▸ Natural-language object grounding data:
--- START ---

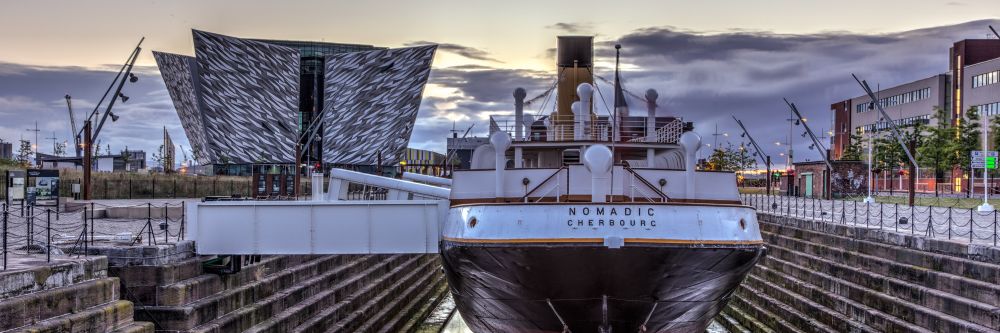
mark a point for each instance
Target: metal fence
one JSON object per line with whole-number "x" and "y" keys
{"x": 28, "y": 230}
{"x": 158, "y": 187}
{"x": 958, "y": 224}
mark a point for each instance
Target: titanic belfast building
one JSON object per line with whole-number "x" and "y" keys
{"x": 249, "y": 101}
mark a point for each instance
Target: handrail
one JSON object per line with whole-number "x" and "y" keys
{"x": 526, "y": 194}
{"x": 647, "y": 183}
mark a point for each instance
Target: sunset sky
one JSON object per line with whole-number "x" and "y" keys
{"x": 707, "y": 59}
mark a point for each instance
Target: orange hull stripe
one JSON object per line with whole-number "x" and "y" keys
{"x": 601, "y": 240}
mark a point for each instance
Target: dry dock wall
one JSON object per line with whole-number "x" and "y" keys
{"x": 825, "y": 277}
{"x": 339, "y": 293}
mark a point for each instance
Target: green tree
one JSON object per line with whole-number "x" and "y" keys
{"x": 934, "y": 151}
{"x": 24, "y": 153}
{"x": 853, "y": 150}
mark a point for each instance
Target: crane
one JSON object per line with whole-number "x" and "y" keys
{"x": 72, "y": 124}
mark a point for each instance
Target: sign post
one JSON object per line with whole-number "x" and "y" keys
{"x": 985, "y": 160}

--- END ---
--- START ---

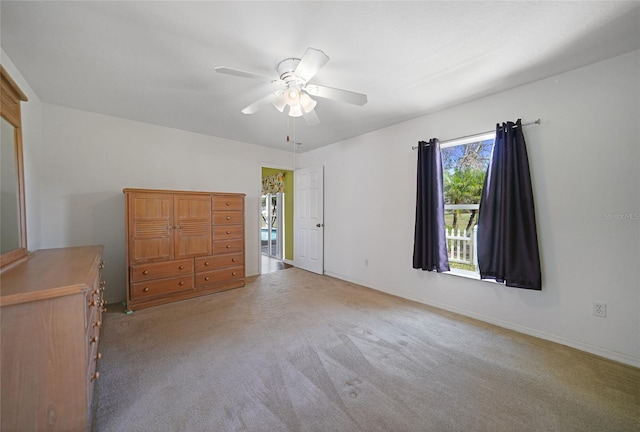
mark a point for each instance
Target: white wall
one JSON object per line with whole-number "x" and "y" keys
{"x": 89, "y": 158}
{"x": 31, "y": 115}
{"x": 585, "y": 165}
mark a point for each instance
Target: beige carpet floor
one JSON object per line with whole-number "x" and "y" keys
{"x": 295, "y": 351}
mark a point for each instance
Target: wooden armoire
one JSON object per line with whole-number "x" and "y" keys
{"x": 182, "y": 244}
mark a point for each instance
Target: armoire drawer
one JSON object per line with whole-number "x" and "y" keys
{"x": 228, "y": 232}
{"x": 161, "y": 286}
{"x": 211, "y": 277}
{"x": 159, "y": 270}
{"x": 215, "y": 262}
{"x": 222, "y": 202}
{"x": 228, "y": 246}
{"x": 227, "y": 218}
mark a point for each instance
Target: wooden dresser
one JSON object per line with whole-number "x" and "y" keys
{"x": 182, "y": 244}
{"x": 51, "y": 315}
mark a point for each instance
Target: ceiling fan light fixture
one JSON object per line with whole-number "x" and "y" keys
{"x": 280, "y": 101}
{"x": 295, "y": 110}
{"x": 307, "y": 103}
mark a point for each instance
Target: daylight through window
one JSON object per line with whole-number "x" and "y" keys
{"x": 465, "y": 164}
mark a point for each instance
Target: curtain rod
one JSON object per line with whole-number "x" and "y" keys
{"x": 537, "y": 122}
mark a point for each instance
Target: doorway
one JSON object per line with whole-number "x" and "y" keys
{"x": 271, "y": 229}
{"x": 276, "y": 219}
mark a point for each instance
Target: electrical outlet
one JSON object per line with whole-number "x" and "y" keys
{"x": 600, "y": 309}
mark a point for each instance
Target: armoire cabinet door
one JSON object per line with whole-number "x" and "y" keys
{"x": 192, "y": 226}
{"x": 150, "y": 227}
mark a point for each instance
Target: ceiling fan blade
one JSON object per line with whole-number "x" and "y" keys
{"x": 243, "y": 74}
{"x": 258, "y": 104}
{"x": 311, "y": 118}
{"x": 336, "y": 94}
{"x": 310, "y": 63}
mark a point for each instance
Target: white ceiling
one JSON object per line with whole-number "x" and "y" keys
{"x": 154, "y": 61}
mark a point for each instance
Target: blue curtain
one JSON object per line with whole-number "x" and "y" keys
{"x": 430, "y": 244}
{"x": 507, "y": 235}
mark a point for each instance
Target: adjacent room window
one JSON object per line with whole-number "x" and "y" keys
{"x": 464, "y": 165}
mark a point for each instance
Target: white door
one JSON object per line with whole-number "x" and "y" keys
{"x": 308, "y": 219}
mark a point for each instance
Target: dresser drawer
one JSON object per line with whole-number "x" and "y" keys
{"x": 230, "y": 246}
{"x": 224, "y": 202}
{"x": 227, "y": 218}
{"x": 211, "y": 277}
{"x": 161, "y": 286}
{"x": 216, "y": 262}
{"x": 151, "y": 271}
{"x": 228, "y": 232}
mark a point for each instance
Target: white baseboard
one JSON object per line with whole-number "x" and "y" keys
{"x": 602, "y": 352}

--- END ---

▸ ACTIVITY:
Your answer should be all lines from the data that contain "dresser".

▸ WORKED SOLUTION:
Target: wooden dresser
Target: dresser drawer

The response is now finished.